## Reading text
# Remote Dish Network setup for HD



## rcasey4488 (Oct 6, 2008)

I searched and did not have luck. I am farmiliar with general installation of dishes, but have not done one since HD/oval dishes and dual receivers came out.

I tried adding my 2nd home to my service, and after a half dozen CS people I got tired of trying. SO I thought I'd add it to my existing service. It's only 1 TV anyhow.

So my question, are their links out there to assist in correctly installing a setup as mentioned above. Dish 500 or 1000, single or dual HD Tuner, no phone line available, etc...

Thanks in advance, RC


----------



## puckwithahalo (Sep 3, 2007)

You're not allowed to just add the second home to your service, you have to have a separate account for the second home.


----------



## rcasey4488 (Oct 6, 2008)

puckwithahalo said:


> You're not allowed to just add the second home to your service, you have to have a separate account for the second home.


From my readings this is what I have determined. But what is the difference between having a dish at a tailgate and having a dish at a 2nd house?

And for the record, I called Dish up and they could not have been more useless in setting up the new account. I would get "New Customer" CS and they would forward me to "Current Customer" CS. Then they would say I was in wrong department and needed "New Customer" CS. Went back and forth several times, wanted to run a credit check, then wanted to hit my CC with $1.00. ..forget it!

But back to my question, what is the difference?

Thanks.


----------



## scooper (Apr 22, 2002)

Let's ask it this way - Are you allowed to use the same cable service account for 2 separate homes ?

You need to setup a 2nd account for the 2nd address - probably under a different phone number to keep the confusion down.


----------



## garys (Nov 4, 2005)

RV may be considered temporary, 2nd home is considered permanent.


----------



## phrelin (Jan 18, 2007)

puckwithahalo said:


> You're not allowed to just add the second home to your service, you have to have a separate account for the second home.


Which, of course, raises the interesting problem that you can't record stuff and move it to your EHD and take it with you on vacation to play through a ViP DVR at your vacation home.


scooper said:


> Let's ask it this way - Are you allowed to use the same cable service account for 2 separate homes ?
> 
> You need to setup a 2nd account for the 2nd address - probably under a different phone number to keep the confusion down.


 Most couldn't run a wire from house 1 to remote house 2. They can, however. put up a dish.

This is an advantage the dish providers have over cable. Dish, of course, is not able to exploit this advantage for profit. There would be a market for folks with two homes and/or one home and an RV on the same account. But after all, we're talking about a company fundamentally in the computer business who can't figure a way to handle this with their computers.:nono:


----------



## Jim5506 (Jun 7, 2004)

## Data shown
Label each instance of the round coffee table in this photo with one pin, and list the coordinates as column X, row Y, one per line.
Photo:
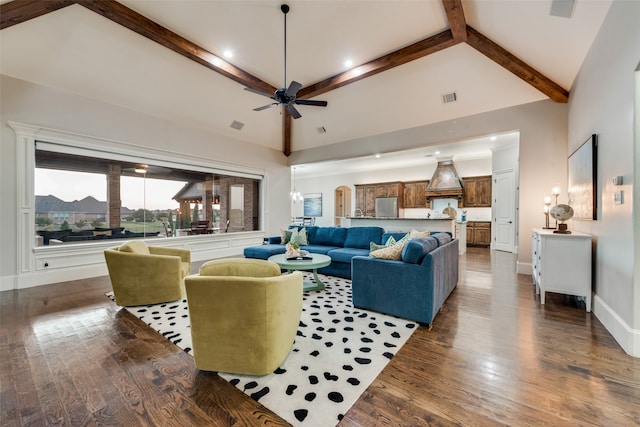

## Tasks to carry out
- a) Decide whether each statement below agrees with the Dish Network thread, and for each one answer yes or no and quote the words of the thread that settle it. (i) One reply says an RV may be treated as temporary while a second home is treated as permanent. (ii) The original poster says a phone line is available at the second home. (iii) One reply suggests setting up the second account under the same phone number.
- b) Carry on the Dish Network thread from the last header shown, writing the post that follows it.

## The answers
- a)
(i) Yes: "RV may be considered temporary, 2nd home is considered permanent."
(ii) No: "no phone line available"
(iii) No: "probably under a different phone number to keep the confusion down."

- b)
Install the dish at the second house and ferry the receiver back and forth where ever you are.


----------



## phrelin (Jan 18, 2007)

Jim5506 said:


> Install the dish at the second house and ferry the receiver back and forth where ever you are.


Tsk tsk.:sure:


----------



## ruffledrooster (May 13, 2008)

I would take Jim5506' suggestion...that is kind of what I currently do. Basically I found myself spending more and more time at my girlfriend's house and she doesn't have the money to spend on any type of cable or satellite service. However, I do want to spend time with her so I decided to install a dish away from my primary location. Probably not what dish intended, but I want to watch my TV. So yeah, I installed a similar dish and ferry the receiver between locations when necessary. In my opinion, it's kind of a grey area with satellite since it's a temporary location that I am using that receiver in. Some would argue to the contrary...whatever. I know quite a few people that do the same thing with their vacation homes. More on topic of what dish and all that...I would take a look at what you currently have and what you would need. The EKB is a great place to start figuring that out. Dishpointer.com is a good place to go once you have the hardware as it will definitely help with pointing and correctly aligning the dish. I will tell you from personal experience...the oval dishes like 1000.2 are a lot harder to get aligned than the 500's. If you have issues getting things pointed even after using all of that, then you can always post on here...people are usually willing to help.


----------



## rcasey4488 (Oct 6, 2008)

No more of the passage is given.